─── Supplied entries

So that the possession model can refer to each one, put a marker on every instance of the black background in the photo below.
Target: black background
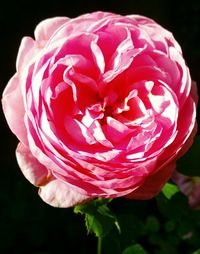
(27, 225)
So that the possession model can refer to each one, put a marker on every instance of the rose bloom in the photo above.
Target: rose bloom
(102, 105)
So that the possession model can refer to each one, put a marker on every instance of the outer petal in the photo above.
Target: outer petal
(27, 51)
(32, 169)
(13, 108)
(47, 27)
(153, 184)
(59, 194)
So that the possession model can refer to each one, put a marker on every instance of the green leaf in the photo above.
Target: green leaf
(169, 190)
(152, 224)
(99, 218)
(189, 163)
(134, 249)
(196, 252)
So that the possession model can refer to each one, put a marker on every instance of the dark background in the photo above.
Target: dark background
(27, 225)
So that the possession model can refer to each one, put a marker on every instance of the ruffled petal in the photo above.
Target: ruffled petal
(47, 27)
(59, 194)
(153, 184)
(13, 108)
(32, 169)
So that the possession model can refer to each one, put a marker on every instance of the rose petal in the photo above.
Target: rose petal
(32, 169)
(59, 194)
(13, 108)
(153, 184)
(47, 27)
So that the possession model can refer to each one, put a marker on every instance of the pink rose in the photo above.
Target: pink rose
(102, 106)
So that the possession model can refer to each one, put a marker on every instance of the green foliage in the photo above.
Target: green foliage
(99, 218)
(196, 252)
(134, 249)
(189, 163)
(169, 190)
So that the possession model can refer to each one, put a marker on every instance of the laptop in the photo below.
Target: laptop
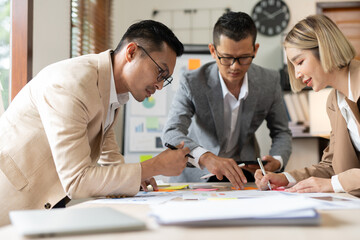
(69, 221)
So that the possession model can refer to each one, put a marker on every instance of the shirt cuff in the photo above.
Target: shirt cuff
(279, 158)
(336, 184)
(196, 153)
(290, 178)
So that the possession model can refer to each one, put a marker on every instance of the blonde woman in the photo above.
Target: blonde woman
(319, 55)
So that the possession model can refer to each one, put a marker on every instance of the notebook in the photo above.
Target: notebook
(68, 221)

──────

_Goal of the exercise_. Rewrite the lines of the material from the one that contains "woman in the photo above." through the end, requests included. Shift every coordinate in the answers by adding 44 to each number.

_Output below_.
So that the possession model can refer to each one, put a marker on every instance of the blonde woman in the photo above.
Target: blonde woman
(363, 99)
So that the possession model can refer to each one, put a marker on every instance of the notebook in the photo above.
Target: notebook
(112, 265)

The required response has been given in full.